::: Dataset records :::

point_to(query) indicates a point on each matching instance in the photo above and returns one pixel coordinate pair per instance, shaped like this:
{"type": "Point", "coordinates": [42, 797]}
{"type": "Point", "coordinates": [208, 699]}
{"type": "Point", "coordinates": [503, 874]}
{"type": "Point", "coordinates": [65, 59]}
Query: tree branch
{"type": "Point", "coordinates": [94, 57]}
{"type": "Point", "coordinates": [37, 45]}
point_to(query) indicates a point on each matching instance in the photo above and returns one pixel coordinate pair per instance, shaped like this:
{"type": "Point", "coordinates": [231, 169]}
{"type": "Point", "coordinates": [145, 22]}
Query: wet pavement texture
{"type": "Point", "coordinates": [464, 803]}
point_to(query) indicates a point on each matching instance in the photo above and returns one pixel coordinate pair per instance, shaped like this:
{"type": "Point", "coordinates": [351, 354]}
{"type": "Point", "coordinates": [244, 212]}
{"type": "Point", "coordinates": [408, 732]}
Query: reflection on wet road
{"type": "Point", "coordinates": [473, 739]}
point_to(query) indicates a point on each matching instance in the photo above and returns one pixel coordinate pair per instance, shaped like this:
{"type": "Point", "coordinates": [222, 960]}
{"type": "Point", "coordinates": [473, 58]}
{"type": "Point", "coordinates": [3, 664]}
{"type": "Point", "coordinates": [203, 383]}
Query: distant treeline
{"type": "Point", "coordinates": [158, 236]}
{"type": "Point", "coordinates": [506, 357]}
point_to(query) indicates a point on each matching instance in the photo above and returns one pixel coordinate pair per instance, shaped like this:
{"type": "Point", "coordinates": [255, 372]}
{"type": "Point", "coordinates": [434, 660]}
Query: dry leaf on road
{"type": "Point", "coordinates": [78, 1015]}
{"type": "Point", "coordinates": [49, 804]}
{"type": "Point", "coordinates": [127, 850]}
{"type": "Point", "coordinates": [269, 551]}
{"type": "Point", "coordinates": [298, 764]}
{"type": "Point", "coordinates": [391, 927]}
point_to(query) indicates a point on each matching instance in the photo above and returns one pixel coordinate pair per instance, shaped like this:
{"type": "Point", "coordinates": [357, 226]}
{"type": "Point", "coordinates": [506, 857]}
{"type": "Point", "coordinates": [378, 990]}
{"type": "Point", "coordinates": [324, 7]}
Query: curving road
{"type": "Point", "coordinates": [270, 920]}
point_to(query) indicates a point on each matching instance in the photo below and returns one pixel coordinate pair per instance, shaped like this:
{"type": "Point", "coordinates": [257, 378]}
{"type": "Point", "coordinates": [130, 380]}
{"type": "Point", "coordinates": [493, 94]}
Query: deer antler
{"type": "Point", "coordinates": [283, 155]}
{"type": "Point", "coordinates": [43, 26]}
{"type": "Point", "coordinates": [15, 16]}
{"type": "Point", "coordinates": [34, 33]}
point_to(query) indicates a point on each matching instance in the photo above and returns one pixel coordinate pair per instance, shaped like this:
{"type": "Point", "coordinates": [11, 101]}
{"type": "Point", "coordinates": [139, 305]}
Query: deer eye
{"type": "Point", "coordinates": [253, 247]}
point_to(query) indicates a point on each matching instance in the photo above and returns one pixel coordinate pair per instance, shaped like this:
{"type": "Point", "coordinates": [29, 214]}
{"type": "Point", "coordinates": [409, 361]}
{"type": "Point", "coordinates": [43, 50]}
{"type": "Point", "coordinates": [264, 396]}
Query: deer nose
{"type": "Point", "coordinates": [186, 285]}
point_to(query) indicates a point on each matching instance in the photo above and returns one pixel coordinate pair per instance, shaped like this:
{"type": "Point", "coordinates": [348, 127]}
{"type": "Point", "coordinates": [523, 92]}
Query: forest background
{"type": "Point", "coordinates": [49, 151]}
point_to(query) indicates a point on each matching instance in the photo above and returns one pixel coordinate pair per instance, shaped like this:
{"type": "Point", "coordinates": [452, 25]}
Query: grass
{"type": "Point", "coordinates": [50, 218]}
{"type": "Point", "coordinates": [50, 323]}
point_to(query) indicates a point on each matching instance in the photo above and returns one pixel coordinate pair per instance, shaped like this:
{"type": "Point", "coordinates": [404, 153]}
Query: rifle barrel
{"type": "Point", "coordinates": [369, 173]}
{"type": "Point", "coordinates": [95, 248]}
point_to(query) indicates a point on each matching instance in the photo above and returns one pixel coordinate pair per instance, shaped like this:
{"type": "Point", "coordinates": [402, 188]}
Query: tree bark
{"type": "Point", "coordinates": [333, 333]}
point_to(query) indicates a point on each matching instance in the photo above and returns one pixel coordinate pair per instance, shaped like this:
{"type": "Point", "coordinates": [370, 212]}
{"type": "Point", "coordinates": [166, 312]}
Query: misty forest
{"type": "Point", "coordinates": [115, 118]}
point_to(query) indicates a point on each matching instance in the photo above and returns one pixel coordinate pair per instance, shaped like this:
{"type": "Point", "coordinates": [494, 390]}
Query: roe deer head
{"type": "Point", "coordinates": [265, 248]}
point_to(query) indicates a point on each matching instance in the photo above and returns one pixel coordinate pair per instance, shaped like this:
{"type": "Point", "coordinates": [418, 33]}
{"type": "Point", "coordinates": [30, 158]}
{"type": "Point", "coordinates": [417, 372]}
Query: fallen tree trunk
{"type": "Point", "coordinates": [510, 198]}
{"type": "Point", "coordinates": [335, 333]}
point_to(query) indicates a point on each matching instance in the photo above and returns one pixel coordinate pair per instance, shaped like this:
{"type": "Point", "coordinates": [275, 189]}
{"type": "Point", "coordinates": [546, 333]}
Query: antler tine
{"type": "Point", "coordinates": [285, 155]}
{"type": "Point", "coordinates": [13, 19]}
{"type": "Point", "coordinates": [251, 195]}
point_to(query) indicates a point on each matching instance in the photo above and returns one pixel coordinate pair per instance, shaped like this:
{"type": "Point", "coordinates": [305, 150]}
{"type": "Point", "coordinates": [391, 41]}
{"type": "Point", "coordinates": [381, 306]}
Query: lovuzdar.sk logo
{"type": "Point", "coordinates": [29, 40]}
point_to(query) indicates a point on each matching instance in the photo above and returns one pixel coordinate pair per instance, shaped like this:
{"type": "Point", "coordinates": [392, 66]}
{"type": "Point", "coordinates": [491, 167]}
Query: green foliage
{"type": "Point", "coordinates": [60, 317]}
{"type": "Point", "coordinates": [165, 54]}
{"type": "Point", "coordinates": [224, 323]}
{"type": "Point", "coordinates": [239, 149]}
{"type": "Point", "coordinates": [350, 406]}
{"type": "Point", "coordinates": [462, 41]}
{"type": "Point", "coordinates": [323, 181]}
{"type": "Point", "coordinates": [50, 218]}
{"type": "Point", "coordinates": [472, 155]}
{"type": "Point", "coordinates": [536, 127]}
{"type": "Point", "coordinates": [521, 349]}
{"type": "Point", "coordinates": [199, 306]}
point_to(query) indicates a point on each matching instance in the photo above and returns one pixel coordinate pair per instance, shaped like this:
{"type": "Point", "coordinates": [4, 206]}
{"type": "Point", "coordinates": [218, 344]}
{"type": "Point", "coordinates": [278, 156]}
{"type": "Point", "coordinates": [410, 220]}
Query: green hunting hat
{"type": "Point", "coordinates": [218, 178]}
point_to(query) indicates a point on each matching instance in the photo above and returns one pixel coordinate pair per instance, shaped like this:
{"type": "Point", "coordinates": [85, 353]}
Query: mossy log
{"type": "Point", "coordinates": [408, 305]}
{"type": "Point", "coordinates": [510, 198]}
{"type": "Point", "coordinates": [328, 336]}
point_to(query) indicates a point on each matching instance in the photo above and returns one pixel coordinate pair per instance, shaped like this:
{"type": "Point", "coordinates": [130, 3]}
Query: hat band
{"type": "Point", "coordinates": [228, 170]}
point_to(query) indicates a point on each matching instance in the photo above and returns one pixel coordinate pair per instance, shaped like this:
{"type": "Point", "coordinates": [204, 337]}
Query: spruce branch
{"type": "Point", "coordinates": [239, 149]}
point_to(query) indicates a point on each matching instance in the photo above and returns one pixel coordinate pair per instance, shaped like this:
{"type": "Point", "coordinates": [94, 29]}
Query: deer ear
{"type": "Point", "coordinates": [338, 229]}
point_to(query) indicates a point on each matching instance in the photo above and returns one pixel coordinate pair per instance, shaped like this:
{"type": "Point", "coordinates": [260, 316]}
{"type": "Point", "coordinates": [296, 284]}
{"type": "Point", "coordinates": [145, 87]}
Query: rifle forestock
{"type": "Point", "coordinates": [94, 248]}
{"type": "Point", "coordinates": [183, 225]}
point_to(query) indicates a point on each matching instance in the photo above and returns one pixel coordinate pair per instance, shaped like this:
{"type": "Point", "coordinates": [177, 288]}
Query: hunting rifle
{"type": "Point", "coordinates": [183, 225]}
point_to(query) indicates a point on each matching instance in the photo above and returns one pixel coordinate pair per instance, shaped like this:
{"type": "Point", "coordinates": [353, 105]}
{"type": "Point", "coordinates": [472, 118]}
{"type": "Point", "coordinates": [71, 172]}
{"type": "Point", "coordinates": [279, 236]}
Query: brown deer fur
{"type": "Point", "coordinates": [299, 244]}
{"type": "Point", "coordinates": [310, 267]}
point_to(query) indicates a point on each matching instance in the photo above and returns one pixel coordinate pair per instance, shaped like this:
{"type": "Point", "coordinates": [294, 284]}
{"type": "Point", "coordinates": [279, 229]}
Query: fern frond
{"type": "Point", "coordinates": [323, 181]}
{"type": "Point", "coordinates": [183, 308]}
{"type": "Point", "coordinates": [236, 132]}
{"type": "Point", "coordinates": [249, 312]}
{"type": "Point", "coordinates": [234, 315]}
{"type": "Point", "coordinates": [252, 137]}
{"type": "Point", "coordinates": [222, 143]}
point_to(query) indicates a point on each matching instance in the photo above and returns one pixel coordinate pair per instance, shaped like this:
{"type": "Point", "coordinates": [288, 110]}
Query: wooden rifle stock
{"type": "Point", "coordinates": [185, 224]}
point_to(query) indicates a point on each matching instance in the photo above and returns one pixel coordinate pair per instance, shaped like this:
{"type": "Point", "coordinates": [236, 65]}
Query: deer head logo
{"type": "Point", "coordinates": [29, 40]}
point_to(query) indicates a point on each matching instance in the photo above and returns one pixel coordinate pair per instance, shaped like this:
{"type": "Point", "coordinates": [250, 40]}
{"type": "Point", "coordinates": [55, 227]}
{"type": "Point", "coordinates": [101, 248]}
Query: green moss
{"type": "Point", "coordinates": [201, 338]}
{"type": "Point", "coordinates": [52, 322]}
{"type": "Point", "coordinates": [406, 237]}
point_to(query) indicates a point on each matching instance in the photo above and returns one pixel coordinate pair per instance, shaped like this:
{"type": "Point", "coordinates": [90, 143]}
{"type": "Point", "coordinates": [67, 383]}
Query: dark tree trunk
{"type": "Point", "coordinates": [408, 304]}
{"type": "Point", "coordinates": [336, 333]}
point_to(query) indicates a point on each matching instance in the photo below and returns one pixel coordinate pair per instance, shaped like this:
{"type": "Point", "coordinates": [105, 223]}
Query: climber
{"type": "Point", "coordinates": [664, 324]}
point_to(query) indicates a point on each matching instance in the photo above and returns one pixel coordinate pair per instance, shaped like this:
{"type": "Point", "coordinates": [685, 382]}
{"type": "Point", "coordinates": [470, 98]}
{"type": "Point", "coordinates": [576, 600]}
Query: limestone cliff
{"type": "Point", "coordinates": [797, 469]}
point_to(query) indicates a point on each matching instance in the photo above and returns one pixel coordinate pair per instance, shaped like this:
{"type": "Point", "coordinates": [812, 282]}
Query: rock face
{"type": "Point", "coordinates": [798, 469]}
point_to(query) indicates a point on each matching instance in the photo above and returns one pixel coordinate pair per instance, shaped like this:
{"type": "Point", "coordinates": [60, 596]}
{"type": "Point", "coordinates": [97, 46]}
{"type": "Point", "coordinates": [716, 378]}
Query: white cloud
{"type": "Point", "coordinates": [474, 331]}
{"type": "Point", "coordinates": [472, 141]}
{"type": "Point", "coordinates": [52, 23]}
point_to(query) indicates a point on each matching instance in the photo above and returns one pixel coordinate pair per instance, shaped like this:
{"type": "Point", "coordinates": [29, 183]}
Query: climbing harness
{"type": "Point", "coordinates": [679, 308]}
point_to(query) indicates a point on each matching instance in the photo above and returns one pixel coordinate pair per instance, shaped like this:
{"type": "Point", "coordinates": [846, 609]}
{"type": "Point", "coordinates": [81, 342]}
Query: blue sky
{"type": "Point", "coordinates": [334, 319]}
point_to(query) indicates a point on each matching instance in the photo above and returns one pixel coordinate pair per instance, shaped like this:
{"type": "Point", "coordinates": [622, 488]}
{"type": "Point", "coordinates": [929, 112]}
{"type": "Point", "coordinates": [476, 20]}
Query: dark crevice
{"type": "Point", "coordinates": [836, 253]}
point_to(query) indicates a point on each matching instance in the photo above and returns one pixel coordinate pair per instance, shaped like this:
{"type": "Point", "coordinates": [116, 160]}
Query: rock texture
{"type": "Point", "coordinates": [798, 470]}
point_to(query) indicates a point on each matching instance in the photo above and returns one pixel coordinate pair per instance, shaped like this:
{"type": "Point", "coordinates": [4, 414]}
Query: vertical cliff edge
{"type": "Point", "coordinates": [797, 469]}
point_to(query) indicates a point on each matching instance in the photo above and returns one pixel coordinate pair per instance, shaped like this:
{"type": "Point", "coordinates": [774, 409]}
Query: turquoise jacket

:::

■ **Task description**
List each line of the rows above that contains the string "road".

■ **Expected answer**
Query: reflection on wet road
Query: dry leaf on road
Query: curving road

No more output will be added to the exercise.